[Task instructions]:
Reproduce verbatim the stretch of the consumer data privacy excerpt from "What they typically" through "power of data.".
* Start Source excerpt *
You may have noticed consent pop-ups on most websites, particularly for the collection of your cookies (not the type you eat). Most of these messages are a result of the California Consumer Privacy Act (CCPA) that went into effect on Jan. 1, 2020 with the supposed intent of “giving Californians more control over their personal information.”
Don’t be fooled. These laws do not functionally require consumers to critically engage with their decision making before signing up; instead, they are asked to consent to data collection or cookies, without understanding what it would actually entail. Accordingly, only 6 percent of Americans say they actually understand what companies do with the data collected about them, and 81 percent say they have little or no control over the data that companies collect about them.
With the commodification of data over the past decade, centralization of big data in the hands of companies that hold information about consumer behavior, movement, and basic personal facts already presents privacy risks. When citizens consent to data collection, they make their personal information vulnerable to misuse and third party sales.
What they typically miss, though, is the fact that private companies are not the only entity collecting their data: the government does as well. Examining the ramifications of data privacy laws as well as government access to citizens’ personal information is crucial to understanding how data is being and will be used in the future.
Government Access to Personal Data Undercuts Consumer Consent
When data about human behavior is centralized into easily identifiable databases, companies are not the only entities interested in accessing and utilizing the power of this information. Government agents also want to harness the power of data.
The Supreme Court rule, known as the third-party doctrine, has dominated Fourth Amendment jurisprudence for over forty years. This doctrine holds that an individual loses a reasonable expectation of privacy in information turned over to a third-party, even in circumstances where confidentiality exists, like information held by banking institutions.
* End Source excerpt *
* Start Data lines *
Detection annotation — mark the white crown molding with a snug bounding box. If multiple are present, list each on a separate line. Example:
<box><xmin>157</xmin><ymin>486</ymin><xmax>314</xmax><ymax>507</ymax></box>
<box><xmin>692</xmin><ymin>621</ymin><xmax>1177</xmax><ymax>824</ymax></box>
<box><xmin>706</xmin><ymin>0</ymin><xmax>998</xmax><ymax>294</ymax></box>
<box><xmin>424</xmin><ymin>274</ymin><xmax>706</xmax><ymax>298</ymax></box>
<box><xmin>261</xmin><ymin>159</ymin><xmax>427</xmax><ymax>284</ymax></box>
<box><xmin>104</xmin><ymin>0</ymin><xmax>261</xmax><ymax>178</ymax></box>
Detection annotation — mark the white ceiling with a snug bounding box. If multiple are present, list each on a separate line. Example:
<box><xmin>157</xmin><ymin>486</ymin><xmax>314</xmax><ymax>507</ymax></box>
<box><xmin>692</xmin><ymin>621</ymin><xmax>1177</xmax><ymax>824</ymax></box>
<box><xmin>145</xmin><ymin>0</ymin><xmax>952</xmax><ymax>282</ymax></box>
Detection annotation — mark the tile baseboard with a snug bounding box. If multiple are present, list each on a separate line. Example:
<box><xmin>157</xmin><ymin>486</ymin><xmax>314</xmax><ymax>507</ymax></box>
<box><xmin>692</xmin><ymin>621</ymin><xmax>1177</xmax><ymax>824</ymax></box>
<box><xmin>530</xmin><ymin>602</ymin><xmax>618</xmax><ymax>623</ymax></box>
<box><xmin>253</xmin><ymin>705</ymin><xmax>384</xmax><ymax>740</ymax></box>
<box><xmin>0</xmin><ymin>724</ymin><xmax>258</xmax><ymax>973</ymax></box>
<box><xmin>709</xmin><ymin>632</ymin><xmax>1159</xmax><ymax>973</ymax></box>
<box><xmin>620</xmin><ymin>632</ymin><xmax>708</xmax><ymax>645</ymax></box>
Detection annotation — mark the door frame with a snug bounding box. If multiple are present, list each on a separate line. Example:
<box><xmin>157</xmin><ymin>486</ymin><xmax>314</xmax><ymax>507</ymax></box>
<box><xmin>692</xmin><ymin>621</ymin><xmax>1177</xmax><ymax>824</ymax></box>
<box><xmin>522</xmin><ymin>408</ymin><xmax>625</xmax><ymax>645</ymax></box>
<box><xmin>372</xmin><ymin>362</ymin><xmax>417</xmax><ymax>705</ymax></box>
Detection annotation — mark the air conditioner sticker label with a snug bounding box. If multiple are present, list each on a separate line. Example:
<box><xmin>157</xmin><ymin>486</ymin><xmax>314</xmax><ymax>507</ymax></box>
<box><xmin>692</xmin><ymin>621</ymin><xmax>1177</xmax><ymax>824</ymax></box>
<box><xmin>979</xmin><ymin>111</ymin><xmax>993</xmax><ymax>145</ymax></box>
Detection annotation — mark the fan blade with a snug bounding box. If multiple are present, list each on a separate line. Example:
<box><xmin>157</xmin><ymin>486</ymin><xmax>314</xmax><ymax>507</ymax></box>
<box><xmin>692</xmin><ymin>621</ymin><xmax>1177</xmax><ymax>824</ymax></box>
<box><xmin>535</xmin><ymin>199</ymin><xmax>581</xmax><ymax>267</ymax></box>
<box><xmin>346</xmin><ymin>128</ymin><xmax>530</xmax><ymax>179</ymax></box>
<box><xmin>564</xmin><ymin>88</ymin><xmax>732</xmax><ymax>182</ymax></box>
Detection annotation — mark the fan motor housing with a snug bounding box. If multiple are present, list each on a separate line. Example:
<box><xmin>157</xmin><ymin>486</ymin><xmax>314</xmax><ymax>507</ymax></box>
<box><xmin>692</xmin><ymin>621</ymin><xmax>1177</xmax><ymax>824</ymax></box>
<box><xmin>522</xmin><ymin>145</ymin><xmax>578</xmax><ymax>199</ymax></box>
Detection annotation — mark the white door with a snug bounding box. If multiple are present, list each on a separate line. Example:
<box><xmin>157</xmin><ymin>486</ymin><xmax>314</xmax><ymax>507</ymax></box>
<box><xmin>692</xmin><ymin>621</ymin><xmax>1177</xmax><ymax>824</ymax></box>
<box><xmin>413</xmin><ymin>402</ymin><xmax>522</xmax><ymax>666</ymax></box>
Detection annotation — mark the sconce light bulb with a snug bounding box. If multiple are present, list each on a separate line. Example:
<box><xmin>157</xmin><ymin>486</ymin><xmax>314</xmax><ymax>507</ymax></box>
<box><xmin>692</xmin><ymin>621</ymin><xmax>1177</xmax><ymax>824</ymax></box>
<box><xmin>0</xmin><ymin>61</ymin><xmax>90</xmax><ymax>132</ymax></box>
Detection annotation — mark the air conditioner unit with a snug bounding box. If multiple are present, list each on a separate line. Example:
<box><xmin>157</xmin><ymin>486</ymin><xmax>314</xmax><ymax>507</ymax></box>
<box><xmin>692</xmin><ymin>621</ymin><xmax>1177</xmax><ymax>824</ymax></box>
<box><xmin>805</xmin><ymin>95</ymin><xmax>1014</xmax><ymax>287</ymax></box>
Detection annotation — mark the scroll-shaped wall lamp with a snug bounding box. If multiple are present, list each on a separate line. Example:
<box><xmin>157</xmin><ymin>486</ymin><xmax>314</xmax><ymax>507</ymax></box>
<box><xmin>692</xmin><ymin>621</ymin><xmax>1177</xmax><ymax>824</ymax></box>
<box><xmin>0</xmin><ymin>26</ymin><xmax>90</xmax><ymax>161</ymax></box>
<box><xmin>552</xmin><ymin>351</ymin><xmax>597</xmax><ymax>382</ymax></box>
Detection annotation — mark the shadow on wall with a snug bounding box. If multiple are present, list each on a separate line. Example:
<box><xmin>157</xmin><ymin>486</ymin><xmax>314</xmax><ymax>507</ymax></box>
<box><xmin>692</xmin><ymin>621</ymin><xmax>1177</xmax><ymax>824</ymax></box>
* End Data lines *
[Solution for this task]:
What they typically miss, though, is the fact that private companies are not the only entity collecting their data: the government does as well. Examining the ramifications of data privacy laws as well as government access to citizens’ personal information is crucial to understanding how data is being and will be used in the future.
Government Access to Personal Data Undercuts Consumer Consent
When data about human behavior is centralized into easily identifiable databases, companies are not the only entities interested in accessing and utilizing the power of this information. Government agents also want to harness the power of data.